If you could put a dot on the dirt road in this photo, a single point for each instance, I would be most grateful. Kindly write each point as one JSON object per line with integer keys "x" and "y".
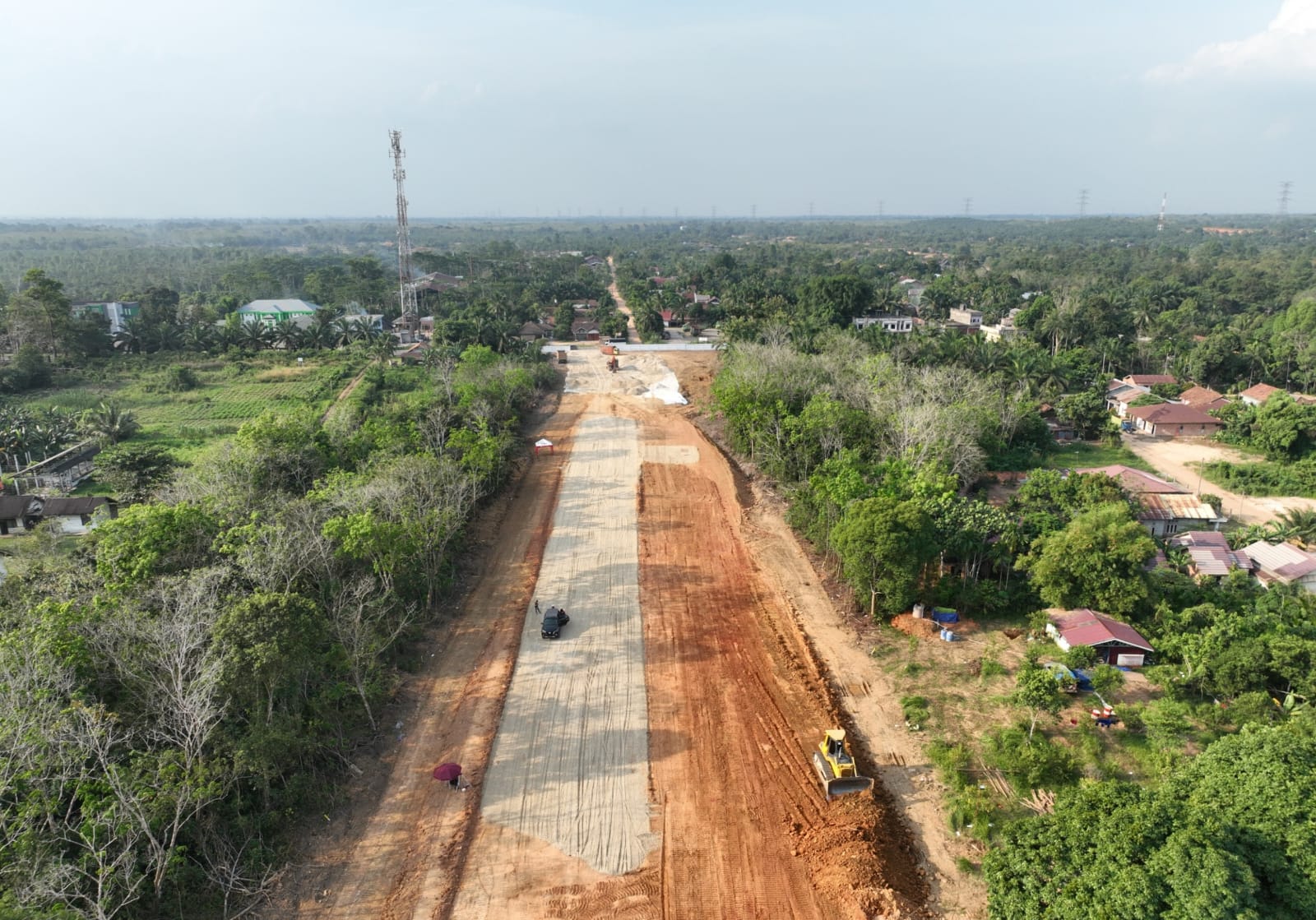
{"x": 688, "y": 794}
{"x": 1179, "y": 461}
{"x": 632, "y": 333}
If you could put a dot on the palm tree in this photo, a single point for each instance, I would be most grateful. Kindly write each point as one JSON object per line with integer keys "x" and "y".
{"x": 197, "y": 337}
{"x": 256, "y": 336}
{"x": 129, "y": 339}
{"x": 109, "y": 423}
{"x": 1298, "y": 524}
{"x": 286, "y": 335}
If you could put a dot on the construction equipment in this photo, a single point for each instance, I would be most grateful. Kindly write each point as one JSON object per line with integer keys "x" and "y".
{"x": 836, "y": 768}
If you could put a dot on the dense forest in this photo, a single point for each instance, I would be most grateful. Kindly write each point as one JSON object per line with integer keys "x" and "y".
{"x": 182, "y": 685}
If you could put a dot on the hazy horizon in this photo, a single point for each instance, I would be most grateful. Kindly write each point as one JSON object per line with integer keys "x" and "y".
{"x": 578, "y": 109}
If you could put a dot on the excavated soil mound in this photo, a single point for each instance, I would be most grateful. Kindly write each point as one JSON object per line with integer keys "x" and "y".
{"x": 911, "y": 626}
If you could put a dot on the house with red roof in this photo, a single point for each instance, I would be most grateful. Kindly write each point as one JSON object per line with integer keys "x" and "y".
{"x": 1175, "y": 420}
{"x": 1258, "y": 394}
{"x": 1203, "y": 398}
{"x": 1115, "y": 643}
{"x": 1282, "y": 563}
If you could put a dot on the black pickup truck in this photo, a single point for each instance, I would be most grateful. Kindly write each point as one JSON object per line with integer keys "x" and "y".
{"x": 553, "y": 622}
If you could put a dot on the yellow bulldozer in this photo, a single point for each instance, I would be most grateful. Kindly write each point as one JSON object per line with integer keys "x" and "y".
{"x": 836, "y": 766}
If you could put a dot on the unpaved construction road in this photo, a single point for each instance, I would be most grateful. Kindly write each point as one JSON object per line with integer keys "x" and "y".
{"x": 1181, "y": 461}
{"x": 651, "y": 764}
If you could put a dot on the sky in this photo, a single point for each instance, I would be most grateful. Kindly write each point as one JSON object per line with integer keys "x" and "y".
{"x": 694, "y": 109}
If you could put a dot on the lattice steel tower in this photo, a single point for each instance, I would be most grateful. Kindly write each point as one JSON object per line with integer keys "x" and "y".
{"x": 405, "y": 283}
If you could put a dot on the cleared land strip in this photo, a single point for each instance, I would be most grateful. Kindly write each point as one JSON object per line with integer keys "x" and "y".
{"x": 570, "y": 760}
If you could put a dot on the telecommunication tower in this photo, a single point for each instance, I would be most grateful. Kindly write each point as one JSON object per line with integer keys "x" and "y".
{"x": 405, "y": 284}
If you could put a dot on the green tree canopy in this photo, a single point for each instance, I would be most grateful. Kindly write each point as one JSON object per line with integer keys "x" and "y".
{"x": 1096, "y": 561}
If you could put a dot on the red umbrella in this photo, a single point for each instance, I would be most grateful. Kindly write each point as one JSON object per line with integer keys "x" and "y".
{"x": 447, "y": 771}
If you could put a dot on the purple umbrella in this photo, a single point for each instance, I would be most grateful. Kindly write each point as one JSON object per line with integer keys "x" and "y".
{"x": 447, "y": 771}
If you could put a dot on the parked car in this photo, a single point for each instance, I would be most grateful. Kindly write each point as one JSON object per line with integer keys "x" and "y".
{"x": 553, "y": 622}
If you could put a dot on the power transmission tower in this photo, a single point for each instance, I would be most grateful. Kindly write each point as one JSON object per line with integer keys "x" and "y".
{"x": 410, "y": 317}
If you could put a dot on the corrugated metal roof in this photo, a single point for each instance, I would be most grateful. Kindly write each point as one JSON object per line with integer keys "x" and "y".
{"x": 1086, "y": 626}
{"x": 1133, "y": 481}
{"x": 1168, "y": 507}
{"x": 1283, "y": 562}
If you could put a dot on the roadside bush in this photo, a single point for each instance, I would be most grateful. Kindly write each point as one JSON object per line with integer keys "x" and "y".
{"x": 915, "y": 710}
{"x": 1030, "y": 766}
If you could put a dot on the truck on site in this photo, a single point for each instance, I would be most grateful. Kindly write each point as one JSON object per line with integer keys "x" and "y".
{"x": 836, "y": 766}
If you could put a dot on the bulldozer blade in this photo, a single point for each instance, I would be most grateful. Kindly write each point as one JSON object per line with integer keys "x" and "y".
{"x": 839, "y": 784}
{"x": 848, "y": 784}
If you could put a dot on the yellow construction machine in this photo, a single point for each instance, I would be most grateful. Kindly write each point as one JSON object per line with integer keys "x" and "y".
{"x": 836, "y": 768}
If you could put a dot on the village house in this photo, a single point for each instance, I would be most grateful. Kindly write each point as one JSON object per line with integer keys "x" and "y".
{"x": 115, "y": 312}
{"x": 273, "y": 312}
{"x": 1204, "y": 399}
{"x": 1151, "y": 379}
{"x": 1120, "y": 395}
{"x": 1258, "y": 394}
{"x": 1210, "y": 553}
{"x": 1115, "y": 643}
{"x": 1173, "y": 420}
{"x": 1282, "y": 563}
{"x": 1165, "y": 507}
{"x": 888, "y": 323}
{"x": 21, "y": 514}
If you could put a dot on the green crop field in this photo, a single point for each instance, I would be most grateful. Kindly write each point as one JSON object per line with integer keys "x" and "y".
{"x": 228, "y": 394}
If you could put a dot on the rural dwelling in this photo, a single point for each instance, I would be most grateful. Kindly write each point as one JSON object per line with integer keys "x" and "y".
{"x": 1175, "y": 420}
{"x": 1166, "y": 507}
{"x": 271, "y": 312}
{"x": 1282, "y": 563}
{"x": 1210, "y": 553}
{"x": 1203, "y": 399}
{"x": 1116, "y": 643}
{"x": 115, "y": 312}
{"x": 888, "y": 323}
{"x": 1120, "y": 395}
{"x": 585, "y": 331}
{"x": 1149, "y": 379}
{"x": 17, "y": 514}
{"x": 1258, "y": 394}
{"x": 531, "y": 331}
{"x": 20, "y": 514}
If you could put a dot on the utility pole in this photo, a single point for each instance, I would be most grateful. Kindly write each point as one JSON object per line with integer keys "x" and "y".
{"x": 410, "y": 317}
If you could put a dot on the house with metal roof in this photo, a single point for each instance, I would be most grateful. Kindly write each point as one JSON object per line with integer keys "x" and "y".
{"x": 1282, "y": 563}
{"x": 1203, "y": 398}
{"x": 1210, "y": 553}
{"x": 273, "y": 312}
{"x": 1115, "y": 643}
{"x": 1175, "y": 420}
{"x": 1166, "y": 507}
{"x": 1258, "y": 394}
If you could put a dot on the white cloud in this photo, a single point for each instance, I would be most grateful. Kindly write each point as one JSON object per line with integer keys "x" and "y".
{"x": 1287, "y": 48}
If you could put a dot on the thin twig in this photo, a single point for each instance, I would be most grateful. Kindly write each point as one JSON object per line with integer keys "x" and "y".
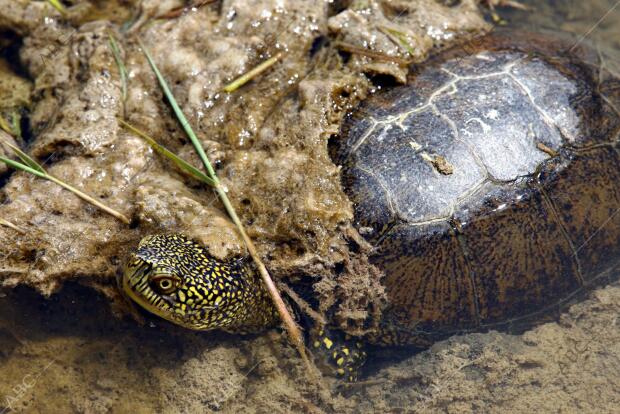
{"x": 251, "y": 74}
{"x": 174, "y": 13}
{"x": 4, "y": 125}
{"x": 82, "y": 195}
{"x": 347, "y": 47}
{"x": 293, "y": 330}
{"x": 58, "y": 6}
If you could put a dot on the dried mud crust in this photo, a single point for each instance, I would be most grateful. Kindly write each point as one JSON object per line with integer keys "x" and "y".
{"x": 268, "y": 140}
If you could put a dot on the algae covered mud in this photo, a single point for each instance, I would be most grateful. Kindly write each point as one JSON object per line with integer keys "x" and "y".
{"x": 77, "y": 351}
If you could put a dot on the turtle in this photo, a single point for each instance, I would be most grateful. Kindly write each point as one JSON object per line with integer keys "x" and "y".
{"x": 488, "y": 187}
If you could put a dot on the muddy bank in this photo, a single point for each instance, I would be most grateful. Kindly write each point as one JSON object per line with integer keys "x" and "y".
{"x": 72, "y": 354}
{"x": 75, "y": 353}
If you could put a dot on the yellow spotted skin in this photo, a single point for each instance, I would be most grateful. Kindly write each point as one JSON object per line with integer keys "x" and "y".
{"x": 176, "y": 278}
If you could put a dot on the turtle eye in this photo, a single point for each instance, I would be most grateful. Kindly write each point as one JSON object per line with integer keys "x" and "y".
{"x": 165, "y": 284}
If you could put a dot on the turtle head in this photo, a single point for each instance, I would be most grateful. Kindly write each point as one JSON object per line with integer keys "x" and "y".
{"x": 173, "y": 277}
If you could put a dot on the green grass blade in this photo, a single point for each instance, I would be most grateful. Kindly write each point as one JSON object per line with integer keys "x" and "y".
{"x": 180, "y": 162}
{"x": 26, "y": 158}
{"x": 121, "y": 65}
{"x": 58, "y": 6}
{"x": 290, "y": 324}
{"x": 4, "y": 125}
{"x": 23, "y": 167}
{"x": 181, "y": 117}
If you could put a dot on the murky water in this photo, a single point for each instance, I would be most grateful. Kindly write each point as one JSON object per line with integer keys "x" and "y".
{"x": 70, "y": 353}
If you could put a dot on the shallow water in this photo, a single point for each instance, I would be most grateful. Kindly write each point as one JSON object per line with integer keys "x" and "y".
{"x": 70, "y": 353}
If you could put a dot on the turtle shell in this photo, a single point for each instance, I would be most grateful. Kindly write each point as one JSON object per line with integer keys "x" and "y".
{"x": 489, "y": 185}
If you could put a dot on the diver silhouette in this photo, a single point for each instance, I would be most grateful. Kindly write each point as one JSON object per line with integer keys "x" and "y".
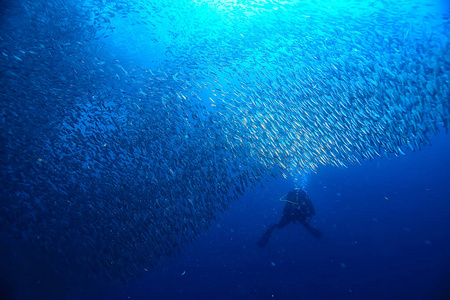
{"x": 298, "y": 208}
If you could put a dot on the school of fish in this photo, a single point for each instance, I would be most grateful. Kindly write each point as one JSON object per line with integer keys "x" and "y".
{"x": 127, "y": 127}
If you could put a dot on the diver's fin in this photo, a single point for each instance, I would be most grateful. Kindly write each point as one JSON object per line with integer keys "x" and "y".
{"x": 315, "y": 232}
{"x": 262, "y": 242}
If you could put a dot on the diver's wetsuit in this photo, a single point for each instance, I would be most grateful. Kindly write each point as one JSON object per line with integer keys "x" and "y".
{"x": 298, "y": 208}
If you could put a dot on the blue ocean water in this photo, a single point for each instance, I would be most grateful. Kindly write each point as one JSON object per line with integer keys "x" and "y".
{"x": 386, "y": 236}
{"x": 134, "y": 135}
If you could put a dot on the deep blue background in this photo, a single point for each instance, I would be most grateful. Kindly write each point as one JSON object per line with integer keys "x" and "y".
{"x": 386, "y": 236}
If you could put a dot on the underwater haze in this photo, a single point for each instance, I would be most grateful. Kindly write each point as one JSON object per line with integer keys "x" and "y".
{"x": 146, "y": 146}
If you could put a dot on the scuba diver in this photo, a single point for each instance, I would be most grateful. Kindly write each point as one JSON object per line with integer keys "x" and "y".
{"x": 298, "y": 208}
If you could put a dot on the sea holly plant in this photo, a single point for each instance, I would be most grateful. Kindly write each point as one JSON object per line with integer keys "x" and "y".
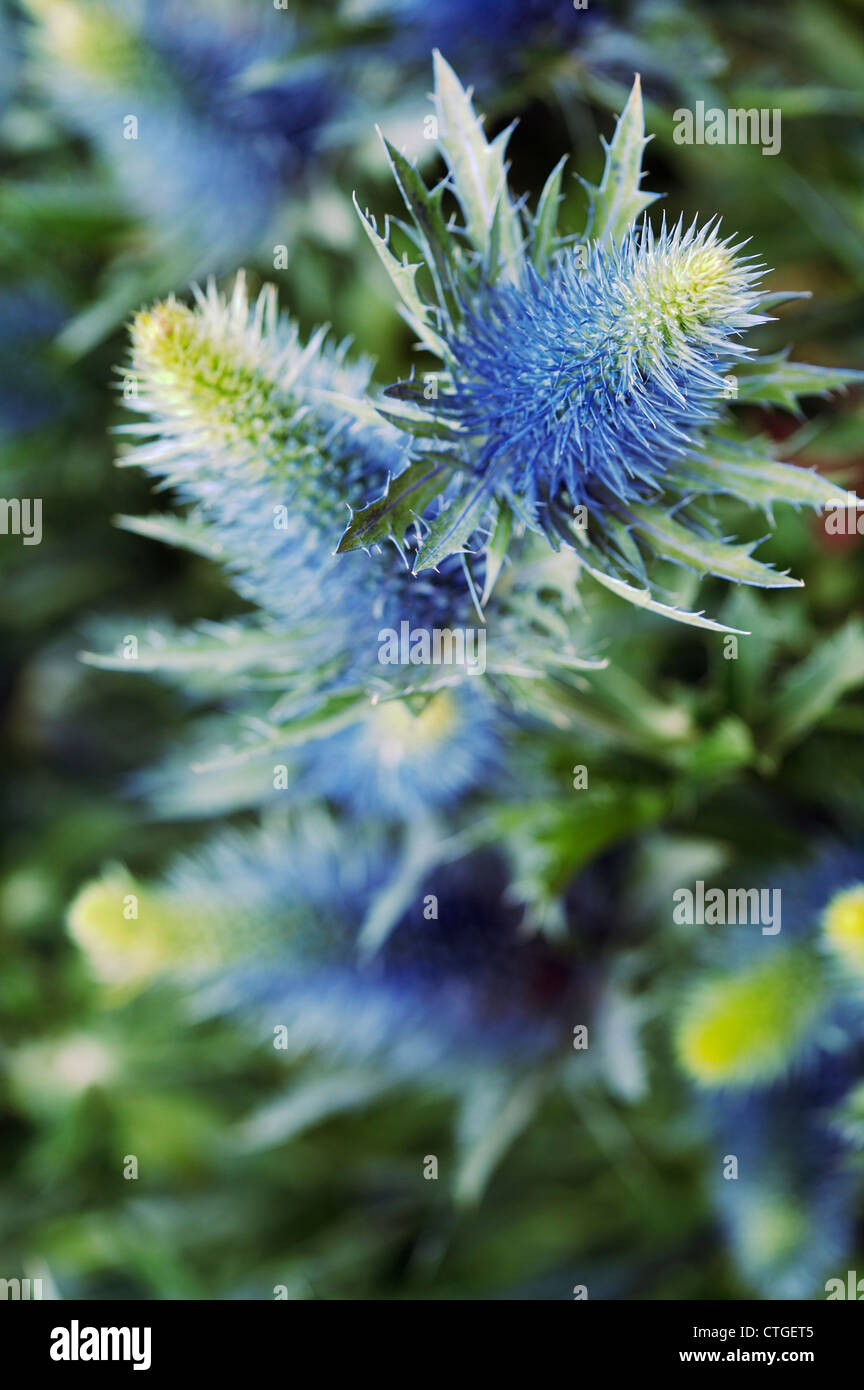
{"x": 261, "y": 437}
{"x": 584, "y": 382}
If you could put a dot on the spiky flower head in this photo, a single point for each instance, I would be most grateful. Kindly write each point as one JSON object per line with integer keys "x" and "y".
{"x": 600, "y": 377}
{"x": 263, "y": 437}
{"x": 581, "y": 382}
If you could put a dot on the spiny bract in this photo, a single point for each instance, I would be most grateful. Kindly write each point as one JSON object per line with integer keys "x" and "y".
{"x": 600, "y": 377}
{"x": 582, "y": 377}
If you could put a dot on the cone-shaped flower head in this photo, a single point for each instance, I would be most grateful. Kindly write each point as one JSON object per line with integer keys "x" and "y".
{"x": 600, "y": 377}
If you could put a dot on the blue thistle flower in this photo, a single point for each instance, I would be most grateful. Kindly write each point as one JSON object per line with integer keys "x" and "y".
{"x": 602, "y": 377}
{"x": 577, "y": 387}
{"x": 788, "y": 1215}
{"x": 227, "y": 116}
{"x": 270, "y": 927}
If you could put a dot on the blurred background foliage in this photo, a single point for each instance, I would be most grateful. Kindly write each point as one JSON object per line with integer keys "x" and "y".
{"x": 303, "y": 1168}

__Set problem__. Arrange the lines above as a numbered list, from the line containing "If you could put a dot on the blurred" through the last line, omitting any blank lines.

__Written answer__.
1. If you could put a dot on the blurred background foliage in this photo, a single point for each instance, I would be most grateful. Kindly write each point as one JSON object per line with integer keys "x" and "y".
2. {"x": 303, "y": 1168}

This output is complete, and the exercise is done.